Segment Open

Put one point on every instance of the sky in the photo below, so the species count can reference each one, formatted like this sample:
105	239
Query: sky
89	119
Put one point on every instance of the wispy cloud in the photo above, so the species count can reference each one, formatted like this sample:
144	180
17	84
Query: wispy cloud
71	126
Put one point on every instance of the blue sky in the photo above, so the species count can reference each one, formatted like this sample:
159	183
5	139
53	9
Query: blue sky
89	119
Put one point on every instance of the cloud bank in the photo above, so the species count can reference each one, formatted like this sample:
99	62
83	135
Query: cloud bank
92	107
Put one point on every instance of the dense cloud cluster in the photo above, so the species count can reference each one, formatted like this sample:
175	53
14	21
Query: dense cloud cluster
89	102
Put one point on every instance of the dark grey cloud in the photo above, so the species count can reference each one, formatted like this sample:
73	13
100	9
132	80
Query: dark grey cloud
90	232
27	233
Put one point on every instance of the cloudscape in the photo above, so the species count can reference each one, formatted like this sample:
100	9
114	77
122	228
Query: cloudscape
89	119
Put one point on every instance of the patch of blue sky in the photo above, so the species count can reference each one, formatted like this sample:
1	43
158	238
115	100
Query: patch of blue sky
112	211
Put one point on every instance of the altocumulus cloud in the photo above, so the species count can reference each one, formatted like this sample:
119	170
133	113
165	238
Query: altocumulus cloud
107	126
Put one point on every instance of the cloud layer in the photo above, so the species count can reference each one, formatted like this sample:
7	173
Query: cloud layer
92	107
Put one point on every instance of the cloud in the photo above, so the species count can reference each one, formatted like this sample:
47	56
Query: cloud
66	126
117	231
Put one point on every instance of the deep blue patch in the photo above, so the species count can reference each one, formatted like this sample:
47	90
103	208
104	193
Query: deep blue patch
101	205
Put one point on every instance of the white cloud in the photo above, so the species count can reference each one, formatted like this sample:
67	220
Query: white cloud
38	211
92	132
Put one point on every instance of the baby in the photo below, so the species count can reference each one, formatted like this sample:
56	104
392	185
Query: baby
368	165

Segment Closed

# Task item
Reproduce each entry word for word.

# Answer
Put one point on every instance of the sky in the photo below, so the species count can reference each one, formatted like this sample:
105	239
Query: sky
89	119
Put one point on every instance of the wispy cloud in the photo above, so the species count can reference each one, formatted like this sample:
144	180
17	84
Query: wispy cloud
71	126
Put one point on every instance of the blue sky in the photo above, so the species count can reference each one, formatted like this sample:
159	183
5	139
53	9
Query: blue sky
89	119
Put one point on every instance of the cloud bank in the photo above, so the species count can reference each one, formatted like this sample:
99	62
83	135
Query: cloud bank
92	107
Put one point on every instance of the dense cloud cluster in the photo above, so the species count can reference each one, formatted like this sample:
175	53
14	21
Query: dense cloud cluster
89	102
Put one point on every instance of the dark grey cloud in the photo above, so the species count can reference each one, formatted like this sample:
73	13
100	9
132	80
Query: dark grey cloud
90	232
27	233
Put one point on every instance of the cloudscape in the photo above, so the species count can reference each one, formatted like this sample:
100	9
114	77
122	228
Query: cloudscape
89	119
Put one point on every instance of the patch of blue sky in the photo above, so the species count can reference each one, formatted like this sample:
1	43
158	238
115	100
Query: patch of blue sky
112	211
Put one point on every instance of the altocumulus cloud in the photo above, so the species count can reference each one, formatted like this sample:
119	170
133	113
165	238
Query: altocumulus cloud
107	126
Put one point on every instance of the cloud layer in the photo above, so the species count can reference each one, formatted like this sample:
7	173
Query: cloud layer
92	107
Put one point on every instance of the cloud in the photo above, so the species count can reference each one, formatted like this sample:
47	56
Query: cloud
66	126
117	231
Put one point on every instance of the deep blue patch in the photo above, so the species count can reference each one, formatted like this sample:
47	90
103	208
104	193
Query: deep blue patch
101	205
Put one point on every instance of the white cloud in the photo above, so the species count can reference each one, formatted like this sample:
67	220
Query: white cloud
38	211
92	132
Put one point on every instance of the baby in the photo below, so the species count can reference each one, formatted like this sample:
56	104
392	185
Query: baby
368	165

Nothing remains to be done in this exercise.